Goal of the exercise -
From the essay on walls below, pull out the passage that begins at the words "Walls have been" and stops after "less absolutist gesture.", copying it without changes.

The Great Wall of
America is in the news again, after a series of distractions
regarding Russian influence in the election and poisoned gas in
Syria. President Trump started clamoring for funds for the Wall.
That didn't happen and emergency funding to keep the Government
running until September was passed without money for the Wall. The
Mexicans haven't stepped up to fund it.
New distractions
have emerged in the French elections, the push for Trumpcare in the
House of Representatives, and the firing of Comey, but talk of the
Wall may not go away for the next three years.
Walls have been
around for a long time. While there is common agreement that
prostitutes comprise the world's oldest profession, second place
being contested between spies and pimps, coming from a related profession, I would argue that wall
makers constitute the third oldest profession. Walls keep out
the elements and provide for support for roofs in the case of
building walls, as well as keeping out unwanted guests and other
pests. Walls divide properties from adjacent ones, public from
private spaces and sometimes define political boundaries. Low walls
are largely symbolic but no less important in that they provide
strong visual identities to some of those borders and boundaries in a
less absolutist gesture.
Robert Frost is
known for saying “good fences make good neighbors”. Oops, I
think that was “fences” not “walls”. Actually he was arguing
against both walls and fences with a neighbor who liked them. Fences are more or
less lighter, more permeable versions of walls. Bill Clinton and
George Bush built a big one along 831 miles (almost half) of the 1,954
mile long Mexican border. Preliminary estimates of the cost of the
wall for the entire border are $21 billion but we all know what
happens to preliminary estimates.
My granddaughter, her father and friends visiting the Great Wall of China last winter. |
The Great Wall of
China was built over several dynasties but much of it between 221 BC
and 206 BC to keep out Mongolian nomads who were stealing the crops
of Chinese farmers. Some of it was built by paid labor but slave
labor and prisoners also contributed to its construction. A million
workers died in the process. Depending on what source you consult,
the wall extends for 13,000 miles or 31,000 miles. Whatever figure
you accept, that's a lot of wall. Much of the wall is still there
and it may have worked, or perhaps the Mongolians just renounced
their nomadic ways.
A remaining fragment of the wall around Acqualoreto |
Walls abound in
Europe. Here in Italy remnants of them are everywhere. When my
brother first visited us in Umbria and saw Todi, I expected the usual
tourist reaction, such as “how lovely!” Instead, his first
comment was “My God, what awful lives those people must have
lived”. Todi, like most old Italian cities, had many large
portals, whose enormous doors were closed at night to keep out
invaders from nearby Orvieto.
Porta Orvietana in Todi |
seriously guarded gates on Hilton Head Island |
The Chinese may have
been among the first to define a national border with a large wall
but in more recent times we usually associate that sort of wall
building with Berlin and East Germany. Such walls can be effective.
The Berlin Wall certainly was. It penned in half of a major European
capital for nearly three decades, necessitating a major airlift to
provide food and other staples of life to the walled-in residents.

Source material -

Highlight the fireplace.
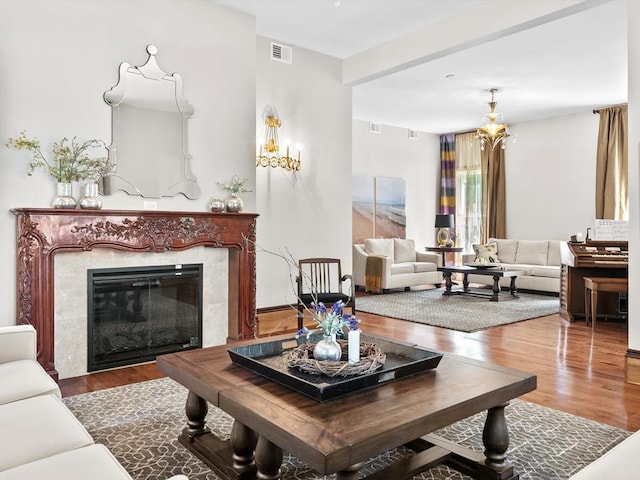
[12,208,257,380]
[87,264,202,372]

Exercise solution -
Walls have been
around for a long time. While there is common agreement that
prostitutes comprise the world's oldest profession, second place
being contested between spies and pimps, coming from a related profession, I would argue that wall
makers constitute the third oldest profession. Walls keep out
the elements and provide for support for roofs in the case of
building walls, as well as keeping out unwanted guests and other
pests. Walls divide properties from adjacent ones, public from
private spaces and sometimes define political boundaries. Low walls
are largely symbolic but no less important in that they provide
strong visual identities to some of those borders and boundaries in a
less absolutist gesture.